___ EXCERPTED PASSAGE
Example of Initial Distribution

Suppose for now that the \(p_i\)’s are such that for any continuous f: \(\frac{1}{N}\sum _{i=1}^Nf(p_i)\rightarrow \int _Mf\mathrm {d}{\bar{V}}\).Footnote 2 Define the random variables \((X_i)_{i=1}^\infty \) to be independent Bernoulli random variables with \(\mathbb {E}X_i = \rho _0(p_i)\) for some continuous function \(\rho _0:M\rightarrow \mathbb {R}\) with \(0\le \rho _0\le 1\). Then we see as \(N\rightarrow \infty \):

$$\begin{aligned} \mathbb {E}\left[ \int \phi \mathrm {d}\mu _0^{N}\right]= & {} \mathbb {E}\left[ \frac{1}{N} \sum _{i=1}^N \phi (p_i)\eta _0^{N}(p_i)\right] = \frac{1}{N} \sum _{i=1}^N \phi (p_i)\mathbb {E}\eta _0^{N}(p_i)\\= & {} \frac{1}{N} \sum _{i=1}^N \phi (p_i)\rho _0(p_i)\rightarrow \int \phi \rho _0\mathrm {d}{\bar{V}}, \end{aligned}$$

since \(\phi \) and \(\rho _0\) are continuous. Further,

$$\begin{aligned} \mathrm {var}\left[ \int \phi \mathrm {d}\mu _0^{N}\right]= & {} \mathrm {var}\left[ \frac{1}{N} \sum _{i=1}^N \phi (p_i)\eta _0^{N}(p_i)\right] = \frac{1}{N^2} \sum _{i=1}^N \phi (p_i)\mathrm {var}(\eta _0^{N}(p_i)) \\= & {} \frac{1}{N^2} \sum _{i=1}^N \phi (p_i)\rho _0(p_i)(1-\rho _0(p_i))\rightarrow 0. \end{aligned}$$

Together this implies that (20) holds here for any continuous \(\phi \).

Main Result

After all these definitions, we can state the main result of this section.
______
___ INFORMATION SUPPLIED
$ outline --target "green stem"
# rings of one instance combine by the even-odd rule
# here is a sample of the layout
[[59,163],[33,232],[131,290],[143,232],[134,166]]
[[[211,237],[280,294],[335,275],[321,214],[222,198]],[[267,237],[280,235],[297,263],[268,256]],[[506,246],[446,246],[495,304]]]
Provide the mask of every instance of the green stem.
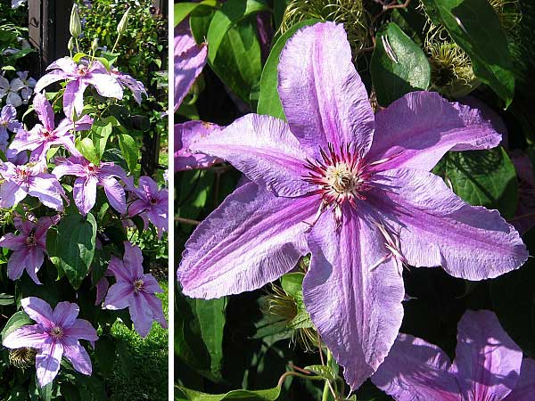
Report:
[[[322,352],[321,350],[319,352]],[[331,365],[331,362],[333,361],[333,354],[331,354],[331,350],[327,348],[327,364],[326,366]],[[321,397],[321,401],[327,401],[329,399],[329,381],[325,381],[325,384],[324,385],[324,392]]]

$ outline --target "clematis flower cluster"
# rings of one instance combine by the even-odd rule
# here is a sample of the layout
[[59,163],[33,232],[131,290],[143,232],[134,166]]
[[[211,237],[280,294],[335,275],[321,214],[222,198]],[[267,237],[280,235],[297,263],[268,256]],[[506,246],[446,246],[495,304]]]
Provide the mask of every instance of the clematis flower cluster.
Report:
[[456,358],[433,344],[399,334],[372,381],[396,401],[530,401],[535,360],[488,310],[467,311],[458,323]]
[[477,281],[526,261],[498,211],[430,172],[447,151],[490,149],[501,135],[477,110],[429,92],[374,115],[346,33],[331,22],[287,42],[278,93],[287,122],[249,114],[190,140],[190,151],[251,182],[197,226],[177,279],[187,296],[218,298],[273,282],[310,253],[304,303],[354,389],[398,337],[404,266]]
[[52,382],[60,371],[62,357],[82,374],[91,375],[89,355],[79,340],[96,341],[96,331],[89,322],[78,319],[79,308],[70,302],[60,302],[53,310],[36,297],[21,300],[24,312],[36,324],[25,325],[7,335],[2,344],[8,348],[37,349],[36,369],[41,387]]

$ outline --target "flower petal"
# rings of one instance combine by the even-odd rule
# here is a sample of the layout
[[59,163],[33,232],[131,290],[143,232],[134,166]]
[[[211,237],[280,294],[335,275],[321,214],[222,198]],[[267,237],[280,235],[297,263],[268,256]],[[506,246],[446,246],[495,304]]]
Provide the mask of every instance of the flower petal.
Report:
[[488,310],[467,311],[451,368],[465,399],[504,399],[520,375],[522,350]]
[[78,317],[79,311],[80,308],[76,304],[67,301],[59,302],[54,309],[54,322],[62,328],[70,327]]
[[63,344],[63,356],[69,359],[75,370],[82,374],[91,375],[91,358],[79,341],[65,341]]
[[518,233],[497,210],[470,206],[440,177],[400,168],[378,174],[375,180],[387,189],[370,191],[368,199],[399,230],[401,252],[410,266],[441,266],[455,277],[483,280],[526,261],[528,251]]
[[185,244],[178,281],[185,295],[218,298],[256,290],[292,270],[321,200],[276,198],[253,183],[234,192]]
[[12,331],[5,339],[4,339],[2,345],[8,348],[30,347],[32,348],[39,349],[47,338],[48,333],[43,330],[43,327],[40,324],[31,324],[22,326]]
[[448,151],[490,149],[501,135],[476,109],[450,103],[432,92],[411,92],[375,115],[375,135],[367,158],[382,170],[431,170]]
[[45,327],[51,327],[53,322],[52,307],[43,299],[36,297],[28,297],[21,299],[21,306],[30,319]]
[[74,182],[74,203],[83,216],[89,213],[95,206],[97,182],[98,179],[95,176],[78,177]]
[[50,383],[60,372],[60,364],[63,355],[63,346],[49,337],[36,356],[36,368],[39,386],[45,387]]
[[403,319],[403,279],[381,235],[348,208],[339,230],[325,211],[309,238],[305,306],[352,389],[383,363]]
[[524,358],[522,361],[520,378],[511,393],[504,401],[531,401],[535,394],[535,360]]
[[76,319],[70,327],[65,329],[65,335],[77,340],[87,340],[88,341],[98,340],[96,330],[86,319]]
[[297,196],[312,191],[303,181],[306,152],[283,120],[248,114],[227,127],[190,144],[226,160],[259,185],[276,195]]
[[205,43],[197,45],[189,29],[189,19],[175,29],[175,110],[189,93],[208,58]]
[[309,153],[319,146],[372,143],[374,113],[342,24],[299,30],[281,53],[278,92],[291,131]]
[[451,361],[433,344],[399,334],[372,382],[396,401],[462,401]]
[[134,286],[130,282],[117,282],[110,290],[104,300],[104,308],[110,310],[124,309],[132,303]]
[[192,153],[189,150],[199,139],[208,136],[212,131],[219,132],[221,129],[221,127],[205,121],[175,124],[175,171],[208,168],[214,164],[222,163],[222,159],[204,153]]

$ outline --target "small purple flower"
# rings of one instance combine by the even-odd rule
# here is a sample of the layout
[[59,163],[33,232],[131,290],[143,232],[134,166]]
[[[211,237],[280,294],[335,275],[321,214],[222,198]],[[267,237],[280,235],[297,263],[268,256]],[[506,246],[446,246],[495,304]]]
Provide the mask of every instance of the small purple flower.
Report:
______
___ INFORMATION SUPPLIED
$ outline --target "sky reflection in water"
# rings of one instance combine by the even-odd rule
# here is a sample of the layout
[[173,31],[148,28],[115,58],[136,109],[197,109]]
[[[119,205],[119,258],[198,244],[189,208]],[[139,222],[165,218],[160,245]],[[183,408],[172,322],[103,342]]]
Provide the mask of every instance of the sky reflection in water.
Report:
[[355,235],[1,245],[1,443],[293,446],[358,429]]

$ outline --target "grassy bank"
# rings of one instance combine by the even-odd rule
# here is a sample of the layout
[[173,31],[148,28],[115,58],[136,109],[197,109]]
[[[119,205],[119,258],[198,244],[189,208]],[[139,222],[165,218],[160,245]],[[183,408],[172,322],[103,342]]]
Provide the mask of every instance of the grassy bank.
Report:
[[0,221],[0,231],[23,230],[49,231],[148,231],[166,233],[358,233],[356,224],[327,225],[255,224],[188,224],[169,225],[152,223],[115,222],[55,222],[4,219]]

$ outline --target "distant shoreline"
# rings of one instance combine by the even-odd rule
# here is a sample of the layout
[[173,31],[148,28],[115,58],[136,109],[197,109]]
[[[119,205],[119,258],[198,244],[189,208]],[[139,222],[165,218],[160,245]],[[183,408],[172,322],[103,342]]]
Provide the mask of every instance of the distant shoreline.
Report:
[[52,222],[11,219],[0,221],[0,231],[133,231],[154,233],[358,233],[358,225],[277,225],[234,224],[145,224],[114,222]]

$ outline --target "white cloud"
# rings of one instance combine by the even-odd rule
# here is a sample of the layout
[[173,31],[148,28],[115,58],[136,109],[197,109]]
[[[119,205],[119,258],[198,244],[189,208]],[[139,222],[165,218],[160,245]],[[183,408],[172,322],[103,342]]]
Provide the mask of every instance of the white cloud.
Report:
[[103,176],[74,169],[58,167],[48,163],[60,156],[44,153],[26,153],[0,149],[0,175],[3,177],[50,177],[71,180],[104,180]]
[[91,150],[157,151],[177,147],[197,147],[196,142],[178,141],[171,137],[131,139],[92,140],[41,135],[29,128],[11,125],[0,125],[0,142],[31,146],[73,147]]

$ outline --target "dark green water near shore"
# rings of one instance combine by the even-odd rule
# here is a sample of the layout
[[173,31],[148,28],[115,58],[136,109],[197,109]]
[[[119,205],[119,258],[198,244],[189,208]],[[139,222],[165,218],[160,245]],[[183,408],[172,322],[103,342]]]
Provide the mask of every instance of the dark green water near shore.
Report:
______
WHAT YOU WILL DO ::
**A.** In the initial distribution passage, list every property it assigns to the random variables X_i.
**B.** In the initial distribution passage, what does the variance of the integral of φ with respect to μ₀^N approach as N goes to infinity?
**C.** Proceed with the initial distribution passage from its final sentence.

OUTPUTS IN ORDER ::
**A.**
- They are independent.
- They are Bernoulli random variables.
- The expected value of X_i is ρ₀(p_i).

**B.** It approaches 0.

**C.**
Theorem 4.2

Let M be a complete, n-dimensional, connected Riemannian manifold and let \((G_N,W_N)_{N=1}^\infty \) be a sequence of uniformly approximating grids with corresponding weights. Let \(\eta ^N_t\) be particle configurations that behave according to the SEP on \((G_N,W_N)\) and let \(\mu ^N_t\) be its measure valued representation. Suppose that \(\mu _0^N\) has density profile \(\rho _0\mathrm {d}V\) for some measurable function \(\rho _0\). Then the trajectory \(t\mapsto \mu ^N_t\) converges in probability to the trajectory \(t\mapsto \rho _t\mathrm {d}V\) in the Skohorod topology, where \(t\mapsto \rho _t\) satisfies the heat equation on M with initial condition \(\rho _0\).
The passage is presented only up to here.